__FRAGMENTO__.
Era 29 de enero cuando tomó un autobús hacia Dölzig, un pueblo a 13 kilómetros de donde estaba. Después del viaje —en el que atravesó verdes praderas y pocos edificios— fue recibida en el refugio. Mismo protocolo: huellas, nombre, exámenes médicos y maletas. Llegó a las 10:00 de la mañana y cuando terminó el tour de bienvenida ya conocía a su compañera de cuarto, María, otra venezolana.
Fue a almorzar. El menú no era muy variado: pan con queso, mermelada o mortadela en las mañanas y en las noches. Diana, que solo disfrutaba el queso en pizza o tequeños, optaba por pedir un yogurt o alguna fruta mientras esperaba el mediodía para comer proteína con vegetales.
En Caracas su familia la escuchaba una vez por día, cuando desde su cuarto los llamaba.
Ese refugio tenía aspecto de cárcel por lo alto de sus cercas y por la caseta de vigilancia en la entrada. Su rutina consistía en comer pan, enseñar alemán, hablar con María y otros refugiados, y salir, de vez en cuando, a los alrededores.

__TAREAS PENDIENTES__.
- A) En el fragmento sobre el refugio de Dölzig, ¿cómo se llamaba la compañera de cuarto y de dónde era?
- B) Escribe la continuación del fragmento sobre la vida en el refugio de Dölzig a partir de su última oración.

__LISTADO DE REGISTROS__.
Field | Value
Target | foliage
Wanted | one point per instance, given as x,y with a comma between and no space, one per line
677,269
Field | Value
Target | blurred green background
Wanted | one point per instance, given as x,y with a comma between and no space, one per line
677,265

__RESPUESTAS POR APARTADO__.
- A) Se llamaba María y era venezolana.

- B)
Diana había compartido miedos, sueños y caricias con Franz, pero ya no fue así una vez que empezó la solicitud de asilo. Solo se vieron en una oportunidad, en mayo, cuando las plantas comenzaban a florecer. A pesar de que aún sentía mariposas en el estómago por él, decidió que el romance debía terminar.
Una semana después de la ruptura era junio y las plantas mostraban su verdor. Fue cuando conoció a Sascha, un joven de cabellos castaños claros, ojos azules y barba poblada. Era de pocas palabras, pero con Diana soltaba carcajadas y anécdotas. A ella le atraía saber quién era ese alemán que hablaba español. Ambos eran amigos de Michelle, una venezolana a la que habían trasladado de su refugio a la ciudad de Leipzig. Una semana después, con un ponqué y café de por medio, comenzaron a salir. Desde entonces, decidieron que querían estar juntos.
Desde junio, luego de haber tenido dos entrevistas para analizar su caso, Diana fue trasladada a Leipzig. Viviría en un edificio por bloques que la hacía recordar a Caracas, pues la arquitectura rusa le evocaba a la de la Misión Vivienda que abunda en las calles de su ciudad. Ahora tendría un pequeño apartamento con cocina propia.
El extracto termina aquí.